**TEKS BACAAN**:
------------------------
News

Status Tuhan Sebagai ‘He’ dan ‘Father’ Tengah Dipertimbangkan untuk Dicabut Gereja Anglikan

Gereja Anglikan atau Gereja Inggris, agama resmi Inggris yang dipimpin monarki terkuat di dunia itu, tengah mempertimbangkan larangan semua rujukan kepada Tuhan sebagai laki-laki. Hal itu dilakukan dengan alasan kekuatiran menyinggung kaum transgender dan non-biner.

Artinya, Gereja Anglikan dapat segera membatalkan referensi Tuhan sebagai ‘He’ dan ‘Father’, demi bahasa yang akan dipandang lebih inklusif. “Kepemimpinan gereja telah menjelajahi penggunaan bahasa gender dalam hubungannya dengan Tuhan selama beberapa tahun,” kata Uskup Lichfield, Pendeta Dr Michael Ipgrave.

Bukan kali pertama Gereja Anglikan mencoba menjadi lebih benar secara politis. Sebelumnya mereka menahbiskan vikaris perempuan serta uskup gay secara terbuka, dengan pemahaman mereka tetap selibat.

Menurut Dr Ipgrave, setelah beberapa dialog antara dua komisi di bidang ini, proyek bersama tentang bahasa gender akan dimulai musim semi mendatang.
------------------------
**PETUNJUK LATIHAN**:
Lanjutkan berita tentang Gereja Anglikan dan sebutan gender bagi Tuhan, mulai setelah kalimat terakhirnya.

**ISI DATA**:
------------------------
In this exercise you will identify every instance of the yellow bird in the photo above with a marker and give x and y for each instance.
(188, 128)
------------------------
**HASIL LATIHAN**:
“Perubahan lainnya adalah pada liturgi resmi, mengubah kata-kata dan jumlah bentuk absolusi resmi akan memerlukan proses sinode penuh untuk persetujuan,” kata Ipgrave.

Namun, sejumlah suara di gereja tidak senang dengan gagasan berdoa kepada orang tua suci yang tidak melahirkan tapi netral gender.

“Fakta bahwa Tuhan disebut ‘Father’ tidak dapat digantikan dengan ‘Mother’ tanpa mengubah makna, juga tidak dapat dinetralkan secara gender menjadi ‘Parent’ tanpa kehilangan makna,” kata Pendeta Dr Ian Paul. “Ayah dan ibu tidak dapat dipertukarkan tetapi berhubungan dengan keturunan mereka dengan cara berbeda.”

Gereja mencoba mengecilkan perselisihan dan berkeras setiap pengubahan pada liturgi akan membutuhkan undang-undang oleh sinode umum yang berkuasa.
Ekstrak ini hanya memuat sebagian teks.